◆ PROVIDED RECORDS:
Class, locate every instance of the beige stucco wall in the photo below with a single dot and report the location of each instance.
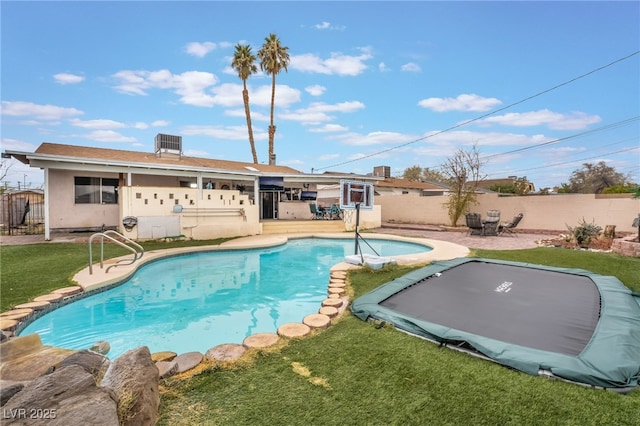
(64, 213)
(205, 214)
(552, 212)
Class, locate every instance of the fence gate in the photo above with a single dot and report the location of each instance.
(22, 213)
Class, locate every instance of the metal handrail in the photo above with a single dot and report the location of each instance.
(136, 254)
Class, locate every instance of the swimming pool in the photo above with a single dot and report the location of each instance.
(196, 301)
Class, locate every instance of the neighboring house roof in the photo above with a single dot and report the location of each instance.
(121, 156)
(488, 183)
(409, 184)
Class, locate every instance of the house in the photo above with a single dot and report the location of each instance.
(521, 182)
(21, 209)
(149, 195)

* * *

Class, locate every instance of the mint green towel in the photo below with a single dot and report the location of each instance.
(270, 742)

...

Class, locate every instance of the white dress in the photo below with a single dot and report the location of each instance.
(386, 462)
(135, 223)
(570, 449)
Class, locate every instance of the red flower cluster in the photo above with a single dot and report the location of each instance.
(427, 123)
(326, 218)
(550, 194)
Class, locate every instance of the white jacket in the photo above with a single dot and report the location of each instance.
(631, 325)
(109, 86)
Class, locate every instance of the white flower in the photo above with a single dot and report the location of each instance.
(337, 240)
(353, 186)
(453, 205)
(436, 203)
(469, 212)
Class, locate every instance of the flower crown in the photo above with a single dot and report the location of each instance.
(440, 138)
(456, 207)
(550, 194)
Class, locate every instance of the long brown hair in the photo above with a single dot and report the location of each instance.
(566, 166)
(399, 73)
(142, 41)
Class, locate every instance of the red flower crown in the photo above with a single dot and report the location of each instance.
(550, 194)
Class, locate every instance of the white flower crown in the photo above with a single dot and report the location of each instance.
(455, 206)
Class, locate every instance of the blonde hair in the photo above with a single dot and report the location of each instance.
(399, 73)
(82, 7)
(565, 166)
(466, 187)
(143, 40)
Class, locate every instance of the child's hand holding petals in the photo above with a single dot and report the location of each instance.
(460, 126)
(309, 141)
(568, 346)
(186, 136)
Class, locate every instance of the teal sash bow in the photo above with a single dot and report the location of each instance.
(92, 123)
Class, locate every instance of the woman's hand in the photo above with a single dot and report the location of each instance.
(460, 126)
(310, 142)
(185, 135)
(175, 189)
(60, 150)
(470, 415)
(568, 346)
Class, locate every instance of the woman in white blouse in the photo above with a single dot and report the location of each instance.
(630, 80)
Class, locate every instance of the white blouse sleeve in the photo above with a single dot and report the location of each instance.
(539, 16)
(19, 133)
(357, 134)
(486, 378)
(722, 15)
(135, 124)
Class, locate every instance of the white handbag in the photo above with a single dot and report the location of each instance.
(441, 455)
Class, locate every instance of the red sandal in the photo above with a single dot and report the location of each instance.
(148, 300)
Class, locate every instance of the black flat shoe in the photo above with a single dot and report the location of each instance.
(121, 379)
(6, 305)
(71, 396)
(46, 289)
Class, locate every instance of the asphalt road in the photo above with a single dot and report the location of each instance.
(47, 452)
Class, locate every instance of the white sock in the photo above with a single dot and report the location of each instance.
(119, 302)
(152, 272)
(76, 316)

◆ INSTRUCTIONS FOR THE TASK: Report each line of the material above that contains the word "house", copying every such line whole. Case counts.

◆ WORKED SOLUTION:
Class, locate every instance of the neighboring house roof in the photo above with a single dot and report the location of each instance.
Class, locate every instance of the house in the photo above with a single dot and report the location of each instance.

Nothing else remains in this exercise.